→ Listed records:
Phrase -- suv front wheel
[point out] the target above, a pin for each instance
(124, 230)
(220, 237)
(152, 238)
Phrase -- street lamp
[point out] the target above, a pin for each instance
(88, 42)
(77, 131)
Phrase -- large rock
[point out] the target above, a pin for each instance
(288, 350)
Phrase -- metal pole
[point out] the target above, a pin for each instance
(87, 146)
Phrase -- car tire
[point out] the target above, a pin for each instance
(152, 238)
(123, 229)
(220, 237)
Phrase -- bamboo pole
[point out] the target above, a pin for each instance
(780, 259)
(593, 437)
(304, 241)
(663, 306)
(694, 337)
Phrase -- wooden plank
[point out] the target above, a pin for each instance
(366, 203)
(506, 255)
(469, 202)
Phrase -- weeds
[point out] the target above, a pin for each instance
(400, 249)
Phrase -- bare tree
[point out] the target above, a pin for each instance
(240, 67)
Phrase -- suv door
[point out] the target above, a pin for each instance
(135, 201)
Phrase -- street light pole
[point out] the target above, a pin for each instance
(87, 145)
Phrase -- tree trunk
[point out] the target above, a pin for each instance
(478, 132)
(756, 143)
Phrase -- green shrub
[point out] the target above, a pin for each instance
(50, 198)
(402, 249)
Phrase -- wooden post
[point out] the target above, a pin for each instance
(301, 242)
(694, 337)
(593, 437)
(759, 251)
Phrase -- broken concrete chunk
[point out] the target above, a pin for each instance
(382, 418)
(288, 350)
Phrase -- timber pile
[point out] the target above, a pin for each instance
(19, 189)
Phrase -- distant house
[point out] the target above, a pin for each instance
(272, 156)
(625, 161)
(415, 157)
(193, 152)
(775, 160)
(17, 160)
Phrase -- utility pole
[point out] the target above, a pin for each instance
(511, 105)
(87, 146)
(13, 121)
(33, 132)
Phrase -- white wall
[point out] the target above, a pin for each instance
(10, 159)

→ Task directions: The lines from the beginning of the records through the line containing "Phrase -- metal pole" should be reproduced exactly. Include nothing else.

→ Output:
Phrase -- suv front wheel
[point out] the target above, a pin for each instance
(124, 230)
(220, 237)
(152, 238)
Phrase -- street lamp
[point out] the target above, a pin for each instance
(88, 42)
(77, 131)
Phrase -- large rock
[point out] the target above, a pin for each instance
(288, 350)
Phrase -- metal pole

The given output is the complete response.